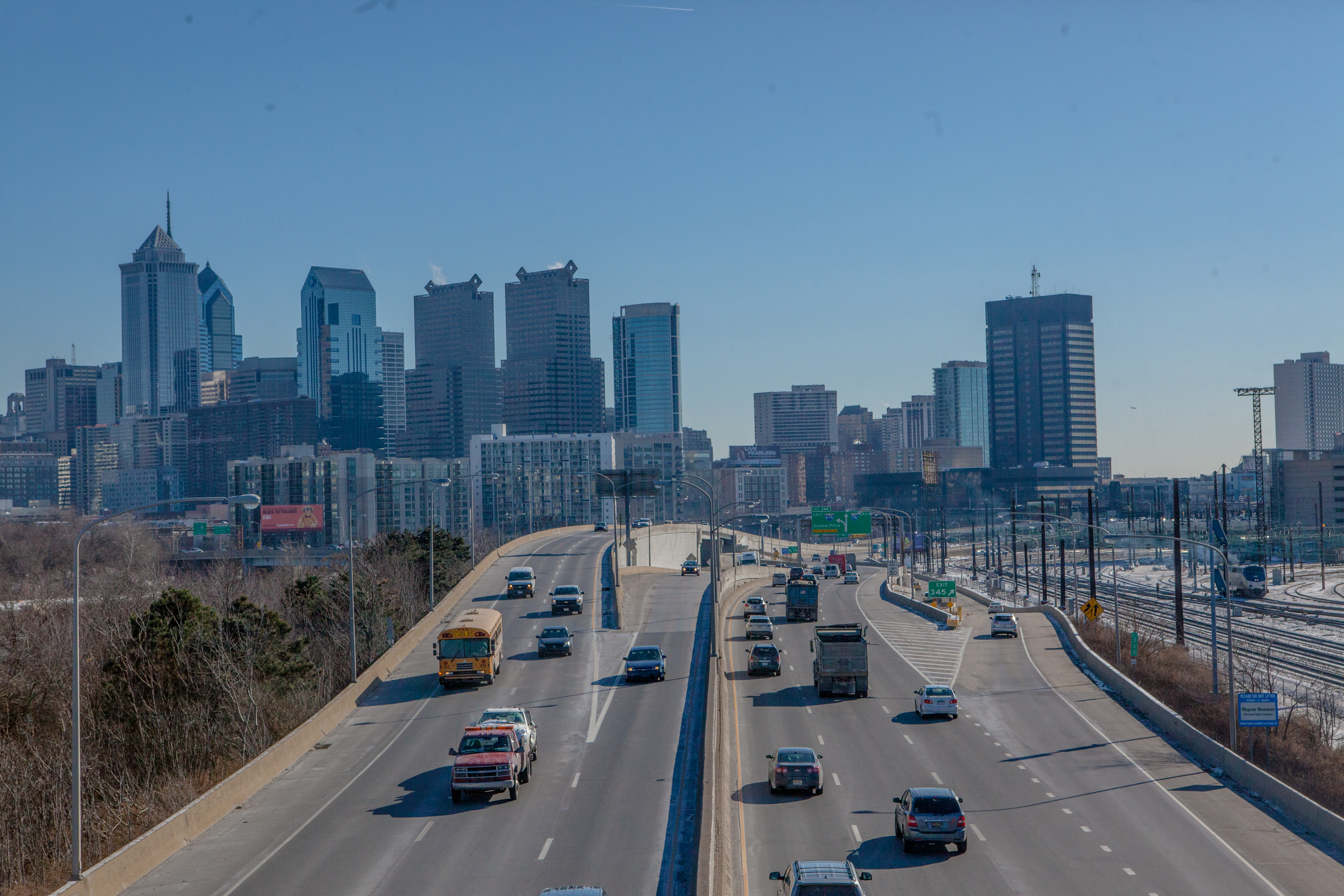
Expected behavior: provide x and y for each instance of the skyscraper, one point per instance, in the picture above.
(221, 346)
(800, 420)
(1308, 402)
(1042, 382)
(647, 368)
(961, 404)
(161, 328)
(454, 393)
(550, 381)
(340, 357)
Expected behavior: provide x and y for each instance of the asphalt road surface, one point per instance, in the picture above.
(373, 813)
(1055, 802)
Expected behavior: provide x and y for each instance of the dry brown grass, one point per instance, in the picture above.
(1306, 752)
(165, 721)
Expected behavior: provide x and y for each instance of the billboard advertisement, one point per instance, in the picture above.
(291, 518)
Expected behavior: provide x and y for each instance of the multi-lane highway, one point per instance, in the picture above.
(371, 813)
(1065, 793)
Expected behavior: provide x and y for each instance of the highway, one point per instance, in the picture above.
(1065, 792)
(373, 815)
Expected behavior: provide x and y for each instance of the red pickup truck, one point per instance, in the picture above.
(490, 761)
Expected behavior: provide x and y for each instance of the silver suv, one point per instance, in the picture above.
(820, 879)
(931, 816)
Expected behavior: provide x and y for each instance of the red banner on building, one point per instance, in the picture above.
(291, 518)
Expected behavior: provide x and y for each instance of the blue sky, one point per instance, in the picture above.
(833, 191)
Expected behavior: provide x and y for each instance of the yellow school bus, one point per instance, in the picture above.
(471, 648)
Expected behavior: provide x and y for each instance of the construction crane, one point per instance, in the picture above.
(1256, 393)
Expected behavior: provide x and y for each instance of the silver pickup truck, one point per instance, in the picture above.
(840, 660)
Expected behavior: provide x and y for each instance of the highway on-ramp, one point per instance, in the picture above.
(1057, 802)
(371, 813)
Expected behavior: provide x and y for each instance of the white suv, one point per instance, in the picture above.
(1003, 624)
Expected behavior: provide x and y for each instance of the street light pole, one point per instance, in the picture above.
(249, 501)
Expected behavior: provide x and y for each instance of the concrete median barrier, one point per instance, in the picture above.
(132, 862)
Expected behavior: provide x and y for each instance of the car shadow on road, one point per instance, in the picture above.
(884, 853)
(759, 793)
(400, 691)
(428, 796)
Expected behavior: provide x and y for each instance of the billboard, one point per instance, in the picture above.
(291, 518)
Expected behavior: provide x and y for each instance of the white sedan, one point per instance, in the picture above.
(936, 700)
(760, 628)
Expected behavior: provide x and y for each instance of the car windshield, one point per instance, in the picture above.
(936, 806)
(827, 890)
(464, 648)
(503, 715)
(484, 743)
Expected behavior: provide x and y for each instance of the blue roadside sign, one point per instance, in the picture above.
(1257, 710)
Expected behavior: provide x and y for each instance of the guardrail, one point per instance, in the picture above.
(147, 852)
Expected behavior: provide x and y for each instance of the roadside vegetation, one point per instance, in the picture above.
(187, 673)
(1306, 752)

**Work instructions**
Please write out every line of the listing above word for word, leaving out the pictures.

**Solution for this exercise**
Expected behavior: provide x and y for each instance of the skyscraper, one point per instance, in the picture above.
(221, 346)
(800, 420)
(1308, 402)
(1042, 382)
(647, 368)
(961, 404)
(161, 328)
(454, 393)
(550, 381)
(340, 357)
Expected behavior: provide x and y for each instance of the asphalt road surface, one point per instance, in the picture above.
(373, 813)
(1055, 802)
Expected behavior: provide x and y for each instance of the dry brown grass, one point per instance, in the picture above.
(1306, 752)
(165, 721)
Expected behavior: provide x and y for each instance of the billboard advertisement, one point per instance, in the picture above.
(291, 518)
Expected behavior: provide x and y for each instance of the multi-lane highway, one point per instance, in the picture above.
(371, 813)
(1065, 793)
Expected behavior: provide x and y for each instance of the highway, one point per instance, in the picture above.
(1065, 792)
(373, 815)
Expected behavior: provide x and y for each instance of the red pickup truck, one point per instance, in the picture above.
(490, 761)
Expected behavior: provide x and y for each instance of the silver suv, one point per instance, in the picture above.
(820, 879)
(931, 816)
Expected behavior: provide x and y for each instance of the red banner on building, one point per instance, in the picture above.
(291, 518)
Expected behavior: provide x and y for each instance of the blue sky, one point per instance, in the picture above.
(833, 191)
Expected behavior: provide x and y for each instance of the yellow school bus, one point per instance, in the picture above.
(471, 648)
Expected behavior: provide x and y for each instance of the construction crane, one point per instance, in the picture above.
(1256, 393)
Expected behavior: provide x and y for each instance of the silver pickup truck, one point per instance, in the picture above.
(840, 660)
Expected behavior: provide x and y for each instance of the highway on-ramp, one point per instance, in the picture above.
(1057, 802)
(371, 813)
Expected behavior: provide x and y for each instance of the white suv, one point per instance, in the picture above.
(1003, 624)
Expected behavior: provide x and y for each instance of the street light pole, one point per instance, in the picture above.
(249, 501)
Expected behavior: provide x and y for each instance of the concrete median barrier, one point per instance, in the picture above.
(132, 862)
Expected behavior: provide x and y for each instance of the car shadow on road, one point per instance, in the picture above.
(884, 853)
(759, 793)
(400, 691)
(428, 796)
Expected behavior: provide x and y for each instance of the billboard, one point per instance, in the picture above.
(291, 518)
Expected behavior: provide x and y for each instance of the white sedan, one point per instance, in the picture above.
(936, 700)
(760, 628)
Expected behavior: provide x and y for each instance of the car windshield, one point per instance, in the picture above.
(936, 806)
(827, 890)
(464, 648)
(503, 715)
(484, 743)
Expected behavior: provide x and y for each instance of the blue roadside sign, one point per instance, in the picture above.
(1257, 710)
Expected behavior: provide x and y for each instance of the guardrail, one point per instance, in the picture above.
(147, 852)
Expected behavior: provide x and y for each instance of the roadside vegetation, one point per instance, in the picture above.
(187, 673)
(1306, 752)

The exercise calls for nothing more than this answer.